── Extract provided

As mentioned elsewhere herein, in some optional approaches, the write data migration plan considers a migration plan for each of the storage systems, e.g., the local storage system and the remote storage systems, in order to prevent overdrive from occurring on any of the caches of the storage systems. Accordingly, in some approaches, the write data migration plan may additionally and/or alternatively be generated to specify where at least some write data originally intended to be stored on the cache of a first of the remote storage systems are migrated to. In one or more of such approaches, in response to a determination that a first predetermined condition associated with the cache of the first remote storage system is met, the write data migration plan may be caused, e.g., instructed, to be performed. The predetermined condition associated with the cache of the first remote storage system may be any one or more of the predetermined conditions mentioned elsewhere herein. For example, the write data migration plan may specify that the at least some write data originally intended to be stored on the cache of the first remote storage systems are to be migrated to the cache of the local storage system in response to a determination that the first predetermined condition associated with the cache of the first remote storage system is met. Accordingly, a write data migration plan may be generated, e.g., by a predetermined controller, for every storage system, and the write data migration plan may be output to agents of each of the storage systems so that a write data migration plan is understood for a next time slot, e.g., in the event that such a migration plan is needed to be performed to avoid cache overdrive.


It should be noted that, in some approaches, not all write data that is queued and/or originally intended to be stored on the cache of the local storage system may be migrated to the cache(s) of the remote storage systems during performance of the write data migration plan. For example, in some approaches, a predefined subset of the write data that is queued and/or originally intended to be stored on the cache of the local storage system may be migrated to the cache(s) of remote storage systems may only need to be migrated in order to prevent overdrive of the cache of the local storage system. Various examples of types of write data that may be prioritized for migrating first to the cache(s) of the remote storage systems during performance of the write data migration plan are described below.


In some approaches, least recently used (LRU) write data and/or sequential write data may be migrated to the specified caches of the remote storage systems as a result of the write data migration plan being performed. This may be achieved by migrating at least some write data to the caches of the remote storage systems specified in the write data migration plan. In some other approaches, a workload choice for migration of write data to the cache of a remote storage system may include an agent redirecting the to-be-destaged least recently used data from a predetermined cache/page replacement method, to predetermined space of cache(s) of one or more of the remote storage systems. For example, in some approaches, a redirect the to-be-destaged data of wise ordering for Writes (WOW) method in DS8K by IBM may be performed to one or more of the remote storage systems. In some approaches in which the LRU data are migrated to one or more remote storage systems, the latency dependency of every write stream may be judged and the sequential write data may be migrated to the remote storage system(s). According to a more specific approach, for the write data to address k, the dependency to the response time/latency may be LatencyDependency (k, n+1). In some approaches, this process may be simplified to consider the randomness of the data. It should be noted that typically, the response time/latency may be considered more important to random data compared with sequential data. The randomness of every write stream may be judged, and in some approaches, a different method may be used to judge the randomness. For example, the sequential write data may be redirected to the sequential LRU list to the remote storage system.

────

### Instruction
Write out the part of the excerpt on write data migration starting at "It should be noted that, in" and ending at "are described below.", word for word.

── Given records

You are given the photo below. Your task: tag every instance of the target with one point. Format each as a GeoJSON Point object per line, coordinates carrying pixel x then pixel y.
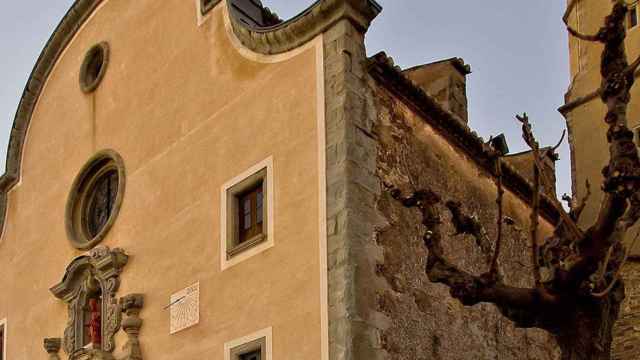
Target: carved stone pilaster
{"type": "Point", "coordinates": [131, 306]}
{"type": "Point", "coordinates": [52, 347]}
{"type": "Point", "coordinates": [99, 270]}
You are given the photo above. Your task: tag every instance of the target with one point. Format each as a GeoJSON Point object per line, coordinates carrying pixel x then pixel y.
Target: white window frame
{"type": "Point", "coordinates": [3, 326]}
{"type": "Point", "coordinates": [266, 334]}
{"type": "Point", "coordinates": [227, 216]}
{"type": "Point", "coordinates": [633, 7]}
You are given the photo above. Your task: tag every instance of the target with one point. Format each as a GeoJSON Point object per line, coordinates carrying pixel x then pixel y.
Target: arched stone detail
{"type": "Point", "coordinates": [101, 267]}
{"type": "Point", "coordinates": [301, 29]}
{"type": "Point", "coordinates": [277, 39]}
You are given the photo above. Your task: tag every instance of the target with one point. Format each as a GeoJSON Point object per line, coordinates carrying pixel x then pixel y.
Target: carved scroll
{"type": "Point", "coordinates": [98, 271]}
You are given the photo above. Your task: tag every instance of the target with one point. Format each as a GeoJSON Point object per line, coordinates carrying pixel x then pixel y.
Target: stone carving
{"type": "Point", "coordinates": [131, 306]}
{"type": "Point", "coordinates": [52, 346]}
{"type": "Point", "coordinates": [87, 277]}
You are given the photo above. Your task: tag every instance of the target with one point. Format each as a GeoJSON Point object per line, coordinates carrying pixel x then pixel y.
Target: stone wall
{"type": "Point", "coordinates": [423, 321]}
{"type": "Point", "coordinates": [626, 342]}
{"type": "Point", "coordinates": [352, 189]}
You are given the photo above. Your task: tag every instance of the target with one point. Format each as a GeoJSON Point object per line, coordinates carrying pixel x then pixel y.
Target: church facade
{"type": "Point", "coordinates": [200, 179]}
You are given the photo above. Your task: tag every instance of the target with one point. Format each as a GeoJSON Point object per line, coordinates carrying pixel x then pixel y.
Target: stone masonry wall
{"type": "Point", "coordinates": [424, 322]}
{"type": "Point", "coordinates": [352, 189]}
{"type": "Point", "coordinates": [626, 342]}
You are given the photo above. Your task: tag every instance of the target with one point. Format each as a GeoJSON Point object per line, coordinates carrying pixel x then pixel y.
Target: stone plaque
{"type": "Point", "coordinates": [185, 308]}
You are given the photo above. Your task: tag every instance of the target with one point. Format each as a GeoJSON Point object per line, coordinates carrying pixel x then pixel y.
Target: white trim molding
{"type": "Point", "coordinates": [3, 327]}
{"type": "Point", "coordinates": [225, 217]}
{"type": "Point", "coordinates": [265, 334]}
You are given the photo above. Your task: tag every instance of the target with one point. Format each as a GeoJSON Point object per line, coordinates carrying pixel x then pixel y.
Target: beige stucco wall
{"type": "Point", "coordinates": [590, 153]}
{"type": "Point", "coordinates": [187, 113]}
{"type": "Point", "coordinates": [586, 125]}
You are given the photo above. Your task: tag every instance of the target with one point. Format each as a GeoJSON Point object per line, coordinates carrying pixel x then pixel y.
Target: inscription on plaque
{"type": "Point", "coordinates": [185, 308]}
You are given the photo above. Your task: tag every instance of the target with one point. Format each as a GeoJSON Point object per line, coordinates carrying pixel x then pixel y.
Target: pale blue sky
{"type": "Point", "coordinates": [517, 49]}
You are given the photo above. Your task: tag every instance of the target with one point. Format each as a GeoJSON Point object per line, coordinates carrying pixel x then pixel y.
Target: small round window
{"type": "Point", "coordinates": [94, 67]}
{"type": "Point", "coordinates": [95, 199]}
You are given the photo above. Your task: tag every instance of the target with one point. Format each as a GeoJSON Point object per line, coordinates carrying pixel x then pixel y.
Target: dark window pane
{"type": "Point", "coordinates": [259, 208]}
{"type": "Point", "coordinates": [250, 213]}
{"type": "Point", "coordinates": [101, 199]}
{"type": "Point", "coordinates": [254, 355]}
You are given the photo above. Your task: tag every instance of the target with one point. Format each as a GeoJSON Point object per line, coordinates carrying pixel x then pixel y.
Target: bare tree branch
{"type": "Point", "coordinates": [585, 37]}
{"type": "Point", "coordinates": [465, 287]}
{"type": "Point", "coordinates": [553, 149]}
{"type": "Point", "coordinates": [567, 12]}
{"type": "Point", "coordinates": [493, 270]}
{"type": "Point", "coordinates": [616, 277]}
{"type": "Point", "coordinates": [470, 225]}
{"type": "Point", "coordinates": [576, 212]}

────
── Given records

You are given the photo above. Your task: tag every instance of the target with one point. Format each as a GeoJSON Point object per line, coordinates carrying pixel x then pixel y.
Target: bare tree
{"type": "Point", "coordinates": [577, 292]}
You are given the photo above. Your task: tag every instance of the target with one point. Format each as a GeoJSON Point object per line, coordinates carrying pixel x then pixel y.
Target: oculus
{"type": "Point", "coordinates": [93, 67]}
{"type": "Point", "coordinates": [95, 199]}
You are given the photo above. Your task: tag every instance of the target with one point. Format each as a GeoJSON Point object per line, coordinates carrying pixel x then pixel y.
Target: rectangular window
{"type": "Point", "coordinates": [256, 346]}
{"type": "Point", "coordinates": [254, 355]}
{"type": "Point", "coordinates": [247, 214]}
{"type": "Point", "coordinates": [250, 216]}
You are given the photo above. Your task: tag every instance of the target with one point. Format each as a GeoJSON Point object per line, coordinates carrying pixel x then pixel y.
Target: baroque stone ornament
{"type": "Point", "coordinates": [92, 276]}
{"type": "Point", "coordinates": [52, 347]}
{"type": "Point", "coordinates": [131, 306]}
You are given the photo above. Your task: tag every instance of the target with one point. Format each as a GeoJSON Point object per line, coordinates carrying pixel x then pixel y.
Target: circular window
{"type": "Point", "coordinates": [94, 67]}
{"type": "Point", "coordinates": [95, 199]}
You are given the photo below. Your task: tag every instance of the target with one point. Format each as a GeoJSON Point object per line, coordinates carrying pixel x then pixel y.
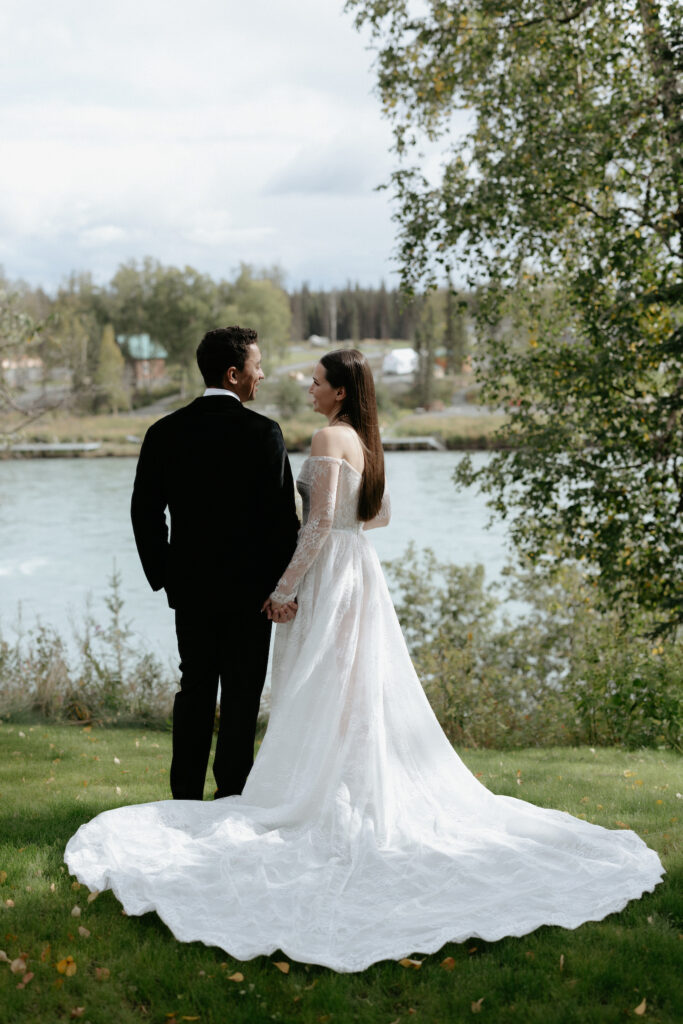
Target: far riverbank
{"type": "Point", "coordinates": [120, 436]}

────

### The output
It should be noted that, in some approaches, not all write data that is queued and/or originally intended to be stored on the cache of the local storage system may be migrated to the cache(s) of the remote storage systems during performance of the write data migration plan. For example, in some approaches, a predefined subset of the write data that is queued and/or originally intended to be stored on the cache of the local storage system may be migrated to the cache(s) of remote storage systems may only need to be migrated in order to prevent overdrive of the cache of the local storage system. Various examples of types of write data that may be prioritized for migrating first to the cache(s) of the remote storage systems during performance of the write data migration plan are described below.